Data extracted from a collection
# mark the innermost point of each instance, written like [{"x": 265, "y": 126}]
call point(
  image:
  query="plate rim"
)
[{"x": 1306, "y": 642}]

_SHORT PROBLEM_
Please lay out the listing above as a JSON list of strings, with one string for each line and blank lines left out.

_THE OUTPUT_
[
  "# mark the innermost point of each instance, written like [{\"x\": 265, \"y\": 126}]",
  "call point(",
  "  image:",
  "  query=\"plate rim\"",
  ")",
  "[{\"x\": 1306, \"y\": 642}]"
]